◆ DAFTAR TUGAS:
1) Tentukan apakah setiap pernyataan (a), (b), dan (c) berikut sesuai dengan artikel tentang Surah al-An’am. Jawab dengan ya atau tidak, lalu kutip persis kata-kata artikel yang menjadi penentunya.
(a) Masyarakat dua hingga tiga dekade lalu mudah menerima akidah cukup dengan doktrin naqli.
(b) Al-Qurthuby menulis tafsir berjudul al-jami’ li ahkam al-qur’an.
(c) Al-Qur’an hanya mengajarkan satu metode untuk menampik argumentasi ateisme.
2) Jawab pertanyaan berikut berdasarkan artikel tentang Surah al-An’am.
(a) Di universitas mana penulis artikel menjadi mahasiswa?
(b) Menurut artikel, syiar agama dapat disebarluaskan hanya dengan apa?
(c) Dua argumentasi apa yang disebut sebagai metode Al-Qur’an untuk menampik argumentasi ateisme?
3) Tolong kembalikan secara persis bagian artikel tentang Surah al-An’am yang dibuka dengan kata-kata yang memuat "nidaulquran.id-Di zaman teknologi" dan ditutup dengan "diterima seluruh kalangan.".

◆ TEKS SUMBER:

Argumentasi Rasional dan Primordial atas Eksistensi Tuhan dalam Surah al-An’am

 Argumentasi Rasional dan Primordial atas Eksistensi Tuhan dalam Surah al-An’am

oleh: Mohammad Aunul Abid
Peminat Kajian Keislaman, Mahasiswa Al Azhar Cairo

nidaulquran.id-Di zaman teknologi dan pengetahuan ini kita dihadapkan oleh dua hal kontradiktif. Di satu sisi syiar agama mudah disebarluaskan hanya dengan sentuhan jemari, di sisi lain ancaman pemikiran-pemikiran yang menyimpang sangat mudah untuk menggerogoti keimanan masyarakat di zaman ini.

Berbeda dengan masyarakat dua hingga tiga dekade lalu yang mudah menerima akidah dan substansi agama dengan cukup doktrin naqli saja, masyarakat di zaman ini lebih memiliki daya kritis hingga mengharuskan agamawan disamping menguasai argumentasi doktrinal, juga harus menguasai argumentasi rasional dan primordial yang bisa diterima seluruh kalangan.

Disadari atau tidak Al-Qur’an mengajarkan kita berbagai metode untuk menampik argumentasi ateisme. Termasuk dua diantaranya adalah argumentasi rasional dan primordial. Hal ini bisa kita telusuri dalam salah satu surah Al-Qur’an lebih spesifiknya surah Al-An’am.

Surah Al-An’am sendiri masyhur di kalangan para Ulama sebagai surah yang membahas secara lengkap tentang argumentasi ketuhanan. Bahkan  Al-Qurthuby di dalam tafsirnya (al-jami’ li ahkam al-qur’an) mengatakan:

قَالَ الْعُلَمَاءُ: هَذِهِ السُّورَةُ أصل ِفي مُحَاجَّةِ الْمُشْرِكِينَ وَغَيْرِهِمْ مِنَ الْمُبْتَدِعِينَ وَمَنْ كَذَّبَ بِالْبَعْثِ وَالنُّشُورِ وَهَذَا يَقْتَضِي إِنْزَالَهَا جُمْلَةً وَاحِدَةً لِأَنَّهَا فِي مَعْنًى وَاحِدٍ مِنَ الْحُجَّةِ.

◆ Anotasi garis tepi objek:
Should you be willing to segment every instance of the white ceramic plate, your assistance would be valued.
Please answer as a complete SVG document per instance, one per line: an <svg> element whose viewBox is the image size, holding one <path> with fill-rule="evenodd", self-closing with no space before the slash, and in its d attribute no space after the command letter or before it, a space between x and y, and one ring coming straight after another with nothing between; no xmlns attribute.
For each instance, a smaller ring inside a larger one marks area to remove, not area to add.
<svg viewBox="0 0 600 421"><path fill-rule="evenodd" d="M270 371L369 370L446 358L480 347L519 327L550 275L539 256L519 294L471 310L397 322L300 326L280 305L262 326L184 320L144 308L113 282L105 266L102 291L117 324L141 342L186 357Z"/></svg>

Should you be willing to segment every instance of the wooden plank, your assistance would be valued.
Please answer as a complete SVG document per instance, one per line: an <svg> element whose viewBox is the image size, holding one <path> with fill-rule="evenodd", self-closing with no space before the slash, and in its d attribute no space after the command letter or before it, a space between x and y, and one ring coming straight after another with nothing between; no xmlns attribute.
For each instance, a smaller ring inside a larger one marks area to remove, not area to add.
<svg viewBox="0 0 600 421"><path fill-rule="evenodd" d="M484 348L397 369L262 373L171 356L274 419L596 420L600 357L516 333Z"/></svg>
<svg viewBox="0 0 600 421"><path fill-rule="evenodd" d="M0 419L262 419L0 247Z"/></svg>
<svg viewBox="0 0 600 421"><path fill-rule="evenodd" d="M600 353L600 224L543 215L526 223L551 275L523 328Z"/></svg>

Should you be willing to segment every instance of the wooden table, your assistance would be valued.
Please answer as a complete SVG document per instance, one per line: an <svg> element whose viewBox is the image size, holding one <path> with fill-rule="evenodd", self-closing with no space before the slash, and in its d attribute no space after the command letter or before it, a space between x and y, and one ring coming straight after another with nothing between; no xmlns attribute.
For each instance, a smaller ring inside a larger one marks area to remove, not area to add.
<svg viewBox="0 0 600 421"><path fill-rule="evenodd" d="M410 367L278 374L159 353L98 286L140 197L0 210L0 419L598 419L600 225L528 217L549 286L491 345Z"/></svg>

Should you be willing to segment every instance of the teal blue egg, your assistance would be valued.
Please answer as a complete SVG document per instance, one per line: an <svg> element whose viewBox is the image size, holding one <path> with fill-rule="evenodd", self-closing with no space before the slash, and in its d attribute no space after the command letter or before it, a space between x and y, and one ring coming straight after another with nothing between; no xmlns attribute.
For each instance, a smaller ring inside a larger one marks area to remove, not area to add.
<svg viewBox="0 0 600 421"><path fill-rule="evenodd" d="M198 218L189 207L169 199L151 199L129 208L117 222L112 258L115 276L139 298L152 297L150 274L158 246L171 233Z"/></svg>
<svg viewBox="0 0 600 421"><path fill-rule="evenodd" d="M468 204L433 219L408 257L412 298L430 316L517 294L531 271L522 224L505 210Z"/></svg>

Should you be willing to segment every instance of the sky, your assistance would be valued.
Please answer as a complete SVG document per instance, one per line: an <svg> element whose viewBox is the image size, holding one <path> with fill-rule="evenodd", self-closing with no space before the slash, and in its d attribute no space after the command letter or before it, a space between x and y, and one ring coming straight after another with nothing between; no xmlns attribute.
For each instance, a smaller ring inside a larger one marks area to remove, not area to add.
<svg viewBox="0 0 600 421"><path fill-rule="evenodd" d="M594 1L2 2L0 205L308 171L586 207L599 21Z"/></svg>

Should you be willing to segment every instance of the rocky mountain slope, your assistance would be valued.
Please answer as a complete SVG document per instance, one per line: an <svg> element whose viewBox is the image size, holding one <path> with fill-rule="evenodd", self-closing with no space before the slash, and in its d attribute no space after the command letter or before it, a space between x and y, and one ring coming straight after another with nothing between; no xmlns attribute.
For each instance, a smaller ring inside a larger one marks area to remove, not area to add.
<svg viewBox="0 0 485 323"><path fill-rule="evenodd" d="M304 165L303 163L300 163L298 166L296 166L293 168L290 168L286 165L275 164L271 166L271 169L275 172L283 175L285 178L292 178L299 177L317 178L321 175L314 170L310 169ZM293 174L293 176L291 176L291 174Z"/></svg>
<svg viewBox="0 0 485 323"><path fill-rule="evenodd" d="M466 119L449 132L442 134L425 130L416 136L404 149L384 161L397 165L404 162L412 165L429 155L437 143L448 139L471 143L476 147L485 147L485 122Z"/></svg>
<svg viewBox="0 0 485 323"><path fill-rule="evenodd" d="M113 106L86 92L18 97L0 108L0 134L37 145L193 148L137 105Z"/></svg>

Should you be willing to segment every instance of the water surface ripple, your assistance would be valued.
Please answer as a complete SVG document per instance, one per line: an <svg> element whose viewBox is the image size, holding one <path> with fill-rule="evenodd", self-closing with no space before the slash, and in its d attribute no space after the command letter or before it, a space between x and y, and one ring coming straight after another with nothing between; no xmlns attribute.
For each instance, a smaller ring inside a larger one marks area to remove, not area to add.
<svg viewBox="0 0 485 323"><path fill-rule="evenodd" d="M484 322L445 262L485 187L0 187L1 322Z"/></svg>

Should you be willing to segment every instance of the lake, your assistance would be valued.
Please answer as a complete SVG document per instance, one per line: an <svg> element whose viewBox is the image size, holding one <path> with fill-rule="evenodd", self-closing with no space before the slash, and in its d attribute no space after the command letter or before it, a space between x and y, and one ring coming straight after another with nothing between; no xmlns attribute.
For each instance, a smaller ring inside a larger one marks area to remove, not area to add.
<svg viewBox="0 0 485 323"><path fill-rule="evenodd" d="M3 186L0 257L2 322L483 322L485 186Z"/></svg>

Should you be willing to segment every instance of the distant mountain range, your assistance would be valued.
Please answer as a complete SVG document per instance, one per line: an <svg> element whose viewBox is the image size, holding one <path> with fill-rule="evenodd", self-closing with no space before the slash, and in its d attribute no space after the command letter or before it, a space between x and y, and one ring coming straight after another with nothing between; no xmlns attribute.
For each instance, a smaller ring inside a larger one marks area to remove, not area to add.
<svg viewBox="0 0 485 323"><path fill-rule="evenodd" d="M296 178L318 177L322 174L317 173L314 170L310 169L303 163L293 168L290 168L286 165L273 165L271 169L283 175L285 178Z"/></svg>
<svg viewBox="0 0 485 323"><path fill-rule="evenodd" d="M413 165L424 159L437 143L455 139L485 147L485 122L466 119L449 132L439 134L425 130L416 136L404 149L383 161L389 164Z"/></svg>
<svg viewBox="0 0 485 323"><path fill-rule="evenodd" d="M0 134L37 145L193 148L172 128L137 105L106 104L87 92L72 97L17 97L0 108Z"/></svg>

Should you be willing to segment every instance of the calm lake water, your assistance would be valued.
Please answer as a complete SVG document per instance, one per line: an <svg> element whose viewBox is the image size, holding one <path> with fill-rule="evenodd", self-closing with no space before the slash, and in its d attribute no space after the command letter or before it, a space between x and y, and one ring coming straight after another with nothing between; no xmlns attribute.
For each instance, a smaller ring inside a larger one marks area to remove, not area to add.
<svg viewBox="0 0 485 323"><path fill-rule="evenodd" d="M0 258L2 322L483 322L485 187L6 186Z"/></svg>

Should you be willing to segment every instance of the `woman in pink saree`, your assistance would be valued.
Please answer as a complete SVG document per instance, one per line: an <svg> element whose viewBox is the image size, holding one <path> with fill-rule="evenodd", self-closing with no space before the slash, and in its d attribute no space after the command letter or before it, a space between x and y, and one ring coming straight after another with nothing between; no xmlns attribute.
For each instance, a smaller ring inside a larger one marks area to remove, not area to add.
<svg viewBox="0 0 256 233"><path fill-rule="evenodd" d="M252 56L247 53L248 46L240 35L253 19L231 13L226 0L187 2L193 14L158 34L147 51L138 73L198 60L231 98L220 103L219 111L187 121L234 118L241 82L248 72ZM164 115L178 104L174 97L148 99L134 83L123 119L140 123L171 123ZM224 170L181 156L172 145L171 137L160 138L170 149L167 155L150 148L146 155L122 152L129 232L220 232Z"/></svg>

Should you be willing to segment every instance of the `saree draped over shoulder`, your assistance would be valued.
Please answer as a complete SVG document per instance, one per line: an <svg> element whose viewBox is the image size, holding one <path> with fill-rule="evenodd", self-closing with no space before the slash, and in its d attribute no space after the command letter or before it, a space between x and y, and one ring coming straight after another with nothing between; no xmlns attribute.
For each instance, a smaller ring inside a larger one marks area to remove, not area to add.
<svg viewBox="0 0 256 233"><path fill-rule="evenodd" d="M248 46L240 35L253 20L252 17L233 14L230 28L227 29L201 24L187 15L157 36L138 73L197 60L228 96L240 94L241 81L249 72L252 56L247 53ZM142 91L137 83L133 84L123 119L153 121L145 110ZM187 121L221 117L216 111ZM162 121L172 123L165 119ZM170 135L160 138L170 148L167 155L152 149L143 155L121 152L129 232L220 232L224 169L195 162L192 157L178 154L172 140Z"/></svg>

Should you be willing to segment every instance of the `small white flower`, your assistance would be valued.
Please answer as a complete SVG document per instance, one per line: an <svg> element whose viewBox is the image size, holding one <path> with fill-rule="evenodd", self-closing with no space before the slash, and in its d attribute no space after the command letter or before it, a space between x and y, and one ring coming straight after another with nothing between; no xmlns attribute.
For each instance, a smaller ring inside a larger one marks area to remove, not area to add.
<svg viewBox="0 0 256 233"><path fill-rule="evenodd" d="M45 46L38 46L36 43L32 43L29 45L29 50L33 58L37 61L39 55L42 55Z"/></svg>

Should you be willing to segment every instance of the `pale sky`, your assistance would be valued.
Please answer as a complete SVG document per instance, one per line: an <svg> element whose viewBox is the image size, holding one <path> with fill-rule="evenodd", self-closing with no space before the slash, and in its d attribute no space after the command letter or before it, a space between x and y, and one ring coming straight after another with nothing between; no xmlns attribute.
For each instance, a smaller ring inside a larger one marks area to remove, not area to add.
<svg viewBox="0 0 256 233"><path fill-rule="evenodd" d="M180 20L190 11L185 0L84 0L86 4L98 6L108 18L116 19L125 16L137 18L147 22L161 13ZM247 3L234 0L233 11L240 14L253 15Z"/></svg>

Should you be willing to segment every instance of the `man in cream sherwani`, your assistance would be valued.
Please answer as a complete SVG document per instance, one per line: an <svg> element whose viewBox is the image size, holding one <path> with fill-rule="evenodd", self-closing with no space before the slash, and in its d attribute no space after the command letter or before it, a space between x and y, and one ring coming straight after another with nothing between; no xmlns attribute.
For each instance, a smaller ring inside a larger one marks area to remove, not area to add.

◆ HASIL LATIHAN:
1)
(a) Ya: "masyarakat dua hingga tiga dekade lalu yang mudah menerima akidah dan substansi agama dengan cukup doktrin naqli saja"
(b) Ya: "Al-Qurthuby di dalam tafsirnya (al-jami’ li ahkam al-qur’an)"
(c) Tidak: "Al-Qur’an mengajarkan kita berbagai metode untuk menampik argumentasi ateisme"

2)
(a) Al Azhar Cairo
(b) Sentuhan jemari
(c) Argumentasi rasional dan primordial

3)
nidaulquran.id-Di zaman teknologi dan pengetahuan ini kita dihadapkan oleh dua hal kontradiktif. Di satu sisi syiar agama mudah disebarluaskan hanya dengan sentuhan jemari, di sisi lain ancaman pemikiran-pemikiran yang menyimpang sangat mudah untuk menggerogoti keimanan masyarakat di zaman ini.

Berbeda dengan masyarakat dua hingga tiga dekade lalu yang mudah menerima akidah dan substansi agama dengan cukup doktrin naqli saja, masyarakat di zaman ini lebih memiliki daya kritis hingga mengharuskan agamawan disamping menguasai argumentasi doktrinal, juga harus menguasai argumentasi rasional dan primordial yang bisa diterima seluruh kalangan.